◆ Task brief:
Find every line in the records below that contains the string "winding", and copy each such line. Matching is case-sensitive.

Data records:

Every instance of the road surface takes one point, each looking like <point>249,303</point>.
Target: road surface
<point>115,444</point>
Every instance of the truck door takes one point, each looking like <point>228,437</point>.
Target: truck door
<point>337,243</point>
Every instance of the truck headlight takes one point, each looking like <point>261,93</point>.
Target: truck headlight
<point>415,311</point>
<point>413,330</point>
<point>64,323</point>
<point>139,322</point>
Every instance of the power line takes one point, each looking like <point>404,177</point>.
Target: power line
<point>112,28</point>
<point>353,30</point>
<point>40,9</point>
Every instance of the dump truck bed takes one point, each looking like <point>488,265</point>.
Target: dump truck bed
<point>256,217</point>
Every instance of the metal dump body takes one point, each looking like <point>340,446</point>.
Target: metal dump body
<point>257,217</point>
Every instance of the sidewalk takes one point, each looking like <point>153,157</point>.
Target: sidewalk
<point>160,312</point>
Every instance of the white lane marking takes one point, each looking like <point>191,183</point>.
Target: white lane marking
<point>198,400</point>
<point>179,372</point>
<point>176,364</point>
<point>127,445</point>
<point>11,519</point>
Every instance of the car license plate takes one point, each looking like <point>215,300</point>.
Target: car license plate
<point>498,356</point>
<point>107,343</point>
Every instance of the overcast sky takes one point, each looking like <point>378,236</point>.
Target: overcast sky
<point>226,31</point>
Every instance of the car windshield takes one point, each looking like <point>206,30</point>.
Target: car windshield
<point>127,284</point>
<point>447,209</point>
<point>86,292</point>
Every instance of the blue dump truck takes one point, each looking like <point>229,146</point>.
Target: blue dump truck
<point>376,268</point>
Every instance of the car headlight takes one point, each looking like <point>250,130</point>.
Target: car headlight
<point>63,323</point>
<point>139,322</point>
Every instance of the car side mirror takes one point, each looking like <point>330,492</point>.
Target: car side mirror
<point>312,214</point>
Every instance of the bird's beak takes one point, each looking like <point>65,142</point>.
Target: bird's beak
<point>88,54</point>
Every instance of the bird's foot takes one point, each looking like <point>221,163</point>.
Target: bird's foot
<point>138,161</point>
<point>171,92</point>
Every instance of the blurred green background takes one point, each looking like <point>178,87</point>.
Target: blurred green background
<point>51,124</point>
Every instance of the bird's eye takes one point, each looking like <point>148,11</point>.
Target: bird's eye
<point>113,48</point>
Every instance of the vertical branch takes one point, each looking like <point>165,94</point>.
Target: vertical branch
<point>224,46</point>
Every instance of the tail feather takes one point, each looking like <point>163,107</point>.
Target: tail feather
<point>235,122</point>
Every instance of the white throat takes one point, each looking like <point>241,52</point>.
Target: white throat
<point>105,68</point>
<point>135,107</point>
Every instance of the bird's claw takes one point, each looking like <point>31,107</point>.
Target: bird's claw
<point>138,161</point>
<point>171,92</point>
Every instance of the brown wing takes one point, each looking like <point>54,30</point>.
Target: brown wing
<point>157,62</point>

---

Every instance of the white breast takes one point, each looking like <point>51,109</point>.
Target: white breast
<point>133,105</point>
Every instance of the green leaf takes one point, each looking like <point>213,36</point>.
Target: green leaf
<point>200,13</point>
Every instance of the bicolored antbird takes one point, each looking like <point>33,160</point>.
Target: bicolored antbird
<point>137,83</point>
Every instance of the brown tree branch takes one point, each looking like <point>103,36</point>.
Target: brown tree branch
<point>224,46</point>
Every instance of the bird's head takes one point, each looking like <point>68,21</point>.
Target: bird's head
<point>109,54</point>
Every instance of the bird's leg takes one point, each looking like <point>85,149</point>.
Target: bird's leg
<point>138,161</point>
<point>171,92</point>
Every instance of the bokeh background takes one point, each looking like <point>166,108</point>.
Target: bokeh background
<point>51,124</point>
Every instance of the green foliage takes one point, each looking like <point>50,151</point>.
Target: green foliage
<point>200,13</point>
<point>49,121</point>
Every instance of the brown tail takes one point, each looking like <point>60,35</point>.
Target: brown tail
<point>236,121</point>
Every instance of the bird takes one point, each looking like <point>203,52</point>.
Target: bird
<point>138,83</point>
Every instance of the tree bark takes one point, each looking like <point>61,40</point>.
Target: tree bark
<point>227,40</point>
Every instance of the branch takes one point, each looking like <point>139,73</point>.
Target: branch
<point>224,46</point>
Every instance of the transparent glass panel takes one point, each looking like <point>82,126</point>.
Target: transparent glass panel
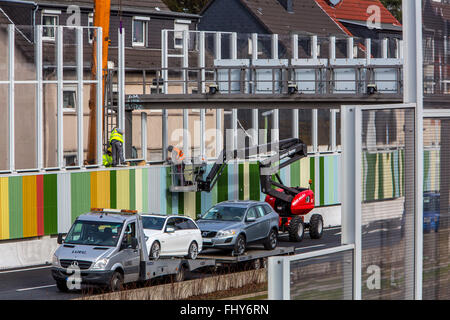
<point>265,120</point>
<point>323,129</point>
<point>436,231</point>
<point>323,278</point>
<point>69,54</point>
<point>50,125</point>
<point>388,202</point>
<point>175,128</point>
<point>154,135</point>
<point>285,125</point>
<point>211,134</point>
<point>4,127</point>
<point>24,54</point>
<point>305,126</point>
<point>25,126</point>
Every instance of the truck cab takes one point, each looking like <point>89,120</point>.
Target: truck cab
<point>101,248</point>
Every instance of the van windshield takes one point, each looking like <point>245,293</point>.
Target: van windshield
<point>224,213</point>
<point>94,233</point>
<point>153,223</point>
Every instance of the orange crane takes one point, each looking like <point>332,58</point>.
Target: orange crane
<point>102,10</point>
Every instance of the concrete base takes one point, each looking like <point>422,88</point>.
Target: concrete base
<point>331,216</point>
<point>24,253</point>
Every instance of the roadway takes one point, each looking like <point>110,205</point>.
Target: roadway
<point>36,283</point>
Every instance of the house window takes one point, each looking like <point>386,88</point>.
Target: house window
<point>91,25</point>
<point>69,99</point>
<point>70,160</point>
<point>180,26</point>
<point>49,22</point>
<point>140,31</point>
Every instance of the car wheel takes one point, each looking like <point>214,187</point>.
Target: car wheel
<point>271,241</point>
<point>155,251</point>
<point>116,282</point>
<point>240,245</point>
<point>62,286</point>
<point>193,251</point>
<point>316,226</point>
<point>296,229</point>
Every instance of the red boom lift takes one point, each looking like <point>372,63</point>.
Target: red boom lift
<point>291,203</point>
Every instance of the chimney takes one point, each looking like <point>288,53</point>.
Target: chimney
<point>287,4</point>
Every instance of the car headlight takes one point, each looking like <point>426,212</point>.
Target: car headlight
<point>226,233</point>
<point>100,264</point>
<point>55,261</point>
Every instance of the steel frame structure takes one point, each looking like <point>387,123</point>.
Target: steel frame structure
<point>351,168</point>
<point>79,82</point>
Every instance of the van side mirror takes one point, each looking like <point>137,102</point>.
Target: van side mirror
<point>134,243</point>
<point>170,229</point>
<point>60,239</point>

...

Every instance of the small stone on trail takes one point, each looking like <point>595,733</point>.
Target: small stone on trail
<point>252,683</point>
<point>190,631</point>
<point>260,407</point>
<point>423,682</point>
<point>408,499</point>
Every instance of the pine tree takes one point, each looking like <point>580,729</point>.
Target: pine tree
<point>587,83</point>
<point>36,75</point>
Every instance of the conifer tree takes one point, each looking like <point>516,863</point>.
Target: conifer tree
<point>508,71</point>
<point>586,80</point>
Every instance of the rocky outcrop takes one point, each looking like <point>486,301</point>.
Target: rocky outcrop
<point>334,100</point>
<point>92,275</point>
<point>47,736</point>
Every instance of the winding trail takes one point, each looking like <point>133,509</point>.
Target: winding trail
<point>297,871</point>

◆ Written solution:
Every instance of the winding trail takes one point, each looking like <point>133,509</point>.
Target: winding trail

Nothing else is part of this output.